Kurt Lewin w latach czterdziestych XX w. prowadził badania związane z dynamiką grupową. W obszarze jego zainteresowań było oddziaływanie grupy i zachodzących w niej procesów na zachowania jednostki, problemy konfliktów interpersonalnych, grupowych, międzygrupowych, zagadnienia związane z aspiracjami i celami grupowymi.
Latem 1946r. pod kierunkiem Kurta Lewina i jego współpracowników odbywało się w Connecticut seminarium poświęcone podniesieniu umiejętności kierowniczych osób uczestniczących w programach finansowanych przez rząd. Uczestnicy seminarium pracowali w małych grupach, dyskutując nad kolejnymi zagadnieniami. Każdego dnia prowadzący grupy informowali o wynikach pracy swoich zespołów kierownictwo seminarium. Któregoś dnia na takim podsumowującym spotkaniu pojawili się zwykli uczestnicy (według jednej wersji zostali zaproszeni, według innej – przybyli z własnej potrzeby wyrażenia frustracji), którzy przekazali swoje odczucia dotyczące sposobu oddziaływań prowadzących grupy. Innymi słowy, wypowiedzieli informacje zwrotne i wyrazili uczucia. Lewin i jego zespół otrzymali cenne informacje posuwające rozumienie zachodzących procesów znacznie dalej niż mogła to dać dyskusja. Zdali sobie sprawę, że przypadkowo odkryli nową, zawierającą znaczący potencjał, metodę uczenia się – pozyskiwania wiedzy z doświadczania. Uwzględnianie danych typu „tu i teraz” w relacjach interpersonalnych uczynili systematyczną praktyką. Wkrótce okazało się, że grupy w których ludzie dają sobie otwarte informacje zwrotne i przyglądają się swoim wzajemnym relacjom, lepiej ze sobą współpracują. W 1948r., już po śmierci Lewina, powstała w USA ogólnonarodowa sieć laboratoriów treningowych. Grupy, jakie zainicjował Lewin nazwano grupami treningowymi: T-groups. Ich uczestnicy mieli nabywać umiejętności interpersonalnych, lepiej rozumieć siebie i innych, uczyć się rozwiązywania konfliktów, doskonalić metody współpracy, rozumieć procesy grupowe. Duży nacisk kładziony był na stronę poznawczą i pragmatyczną. W polu uwagi była grupa i jej osiągniecia jako całości.

**Dane wejściowe:**
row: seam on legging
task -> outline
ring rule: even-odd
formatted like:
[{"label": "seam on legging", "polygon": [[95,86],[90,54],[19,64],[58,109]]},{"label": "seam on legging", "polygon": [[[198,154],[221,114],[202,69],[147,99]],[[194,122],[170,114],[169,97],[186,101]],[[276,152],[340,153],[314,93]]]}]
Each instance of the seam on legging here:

**Polecenie A:**
Odpowiedz krótko na pytania do tekstu o Kurcie Lewinie, każdą odpowiedź w osobnym wierszu z tym samym oznaczeniem:
(i) W których latach Kurt Lewin prowadził badania związane z dynamiką grupową?
(ii) Gdzie odbywało się seminarium latem 1946 r.?
(iii) W którym roku powstała w USA ogólnonarodowa sieć laboratoriów treningowych?
**Polecenie B:** Zwróć fragment tekstu o Kurcie Lewinie od słów „Kurt Lewin w” do słów „i celami grupowymi.”.
Rekordy nie mają żadnego związku z tekstem.

**Wynik ćwiczenia A:**
(i) W latach czterdziestych XX w.
(ii) W Connecticut.
(iii) W 1948 r.

**Wynik ćwiczenia B:**
Kurt Lewin w latach czterdziestych XX w. prowadził badania związane z dynamiką grupową. W obszarze jego zainteresowań było oddziaływanie grupy i zachodzących w niej procesów na zachowania jednostki, problemy konfliktów interpersonalnych, grupowych, międzygrupowych, zagadnienia związane z aspiracjami i celami grupowymi.